• **What the exercise asks**
Please pick out every line of the records below that contains the string "mountain", and copy each one in full.
**** Information shown
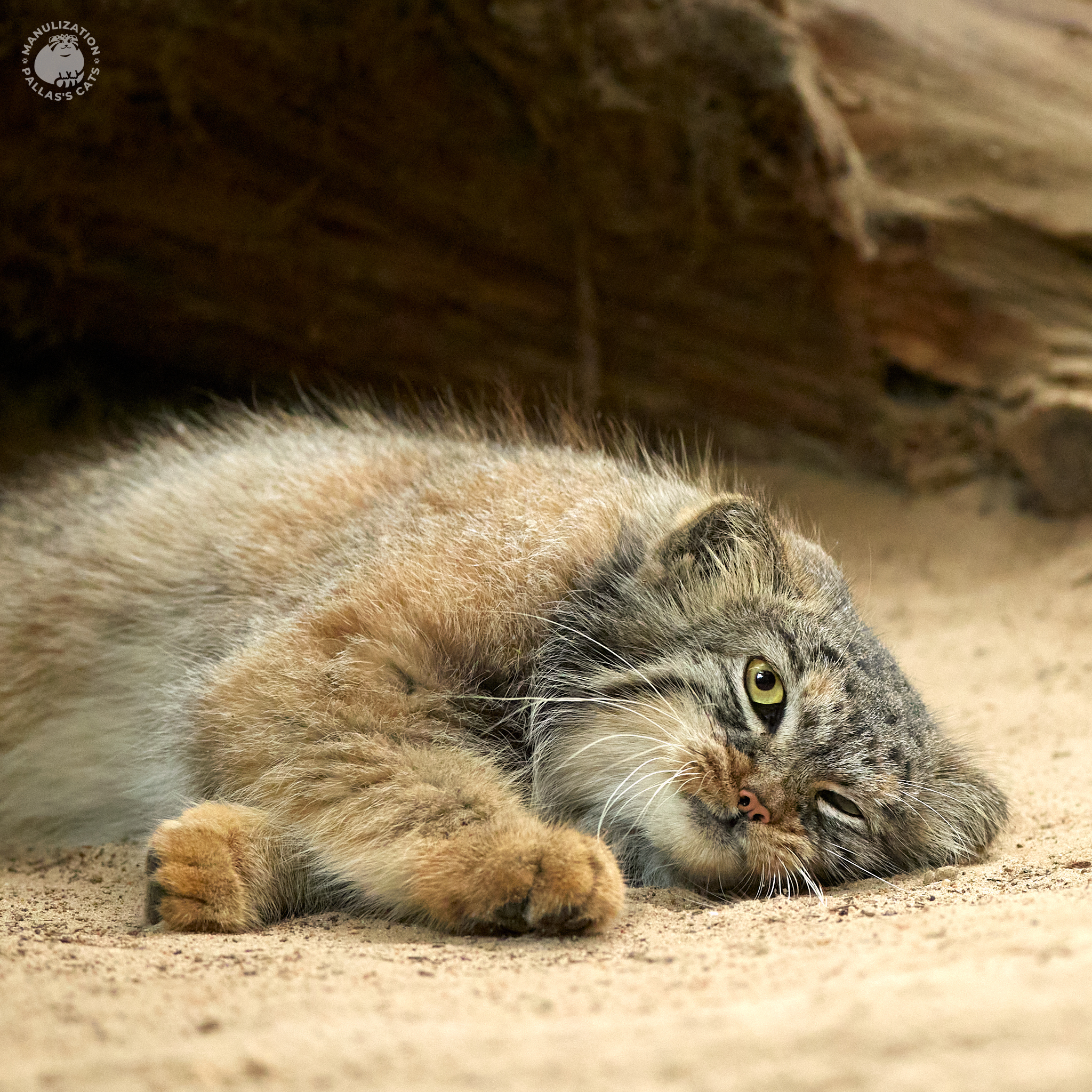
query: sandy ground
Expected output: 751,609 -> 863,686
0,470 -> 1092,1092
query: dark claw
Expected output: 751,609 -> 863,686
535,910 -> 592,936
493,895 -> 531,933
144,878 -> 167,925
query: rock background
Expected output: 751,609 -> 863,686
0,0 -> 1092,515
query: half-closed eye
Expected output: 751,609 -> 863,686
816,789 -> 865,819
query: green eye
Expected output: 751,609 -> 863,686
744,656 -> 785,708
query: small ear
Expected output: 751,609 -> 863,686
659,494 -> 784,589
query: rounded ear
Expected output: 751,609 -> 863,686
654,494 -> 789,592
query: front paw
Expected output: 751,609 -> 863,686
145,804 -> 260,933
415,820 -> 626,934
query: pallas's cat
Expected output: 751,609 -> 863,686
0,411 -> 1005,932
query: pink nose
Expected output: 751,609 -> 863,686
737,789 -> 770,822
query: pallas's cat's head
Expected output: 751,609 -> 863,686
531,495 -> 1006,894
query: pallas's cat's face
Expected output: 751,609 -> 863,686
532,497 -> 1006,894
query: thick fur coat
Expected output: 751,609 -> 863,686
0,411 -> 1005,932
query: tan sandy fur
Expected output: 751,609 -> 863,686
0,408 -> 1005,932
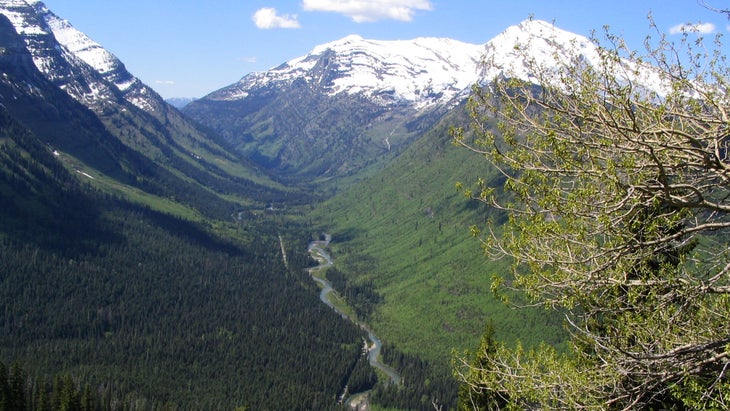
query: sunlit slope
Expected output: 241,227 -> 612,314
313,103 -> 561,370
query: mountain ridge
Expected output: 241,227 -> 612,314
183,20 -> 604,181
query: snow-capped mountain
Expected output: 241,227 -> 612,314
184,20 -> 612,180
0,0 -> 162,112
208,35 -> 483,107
********
• **Task solution**
query: mountain ridge
query: snow-capped mountain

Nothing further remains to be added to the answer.